Print every entry word for word, but omit the pictures.

Collected data:
/---
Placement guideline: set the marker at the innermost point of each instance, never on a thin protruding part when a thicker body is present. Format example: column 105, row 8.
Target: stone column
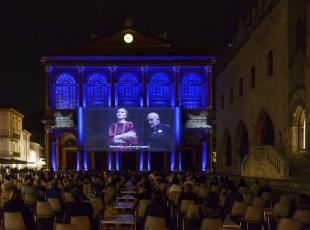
column 177, row 83
column 48, row 70
column 47, row 149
\---
### [Solution]
Placement guideline: set the marker at the innermost point of each instance, never on a thin protruding part when a thicker body is present. Format example: column 105, row 8.
Target: stone column
column 177, row 83
column 48, row 70
column 47, row 149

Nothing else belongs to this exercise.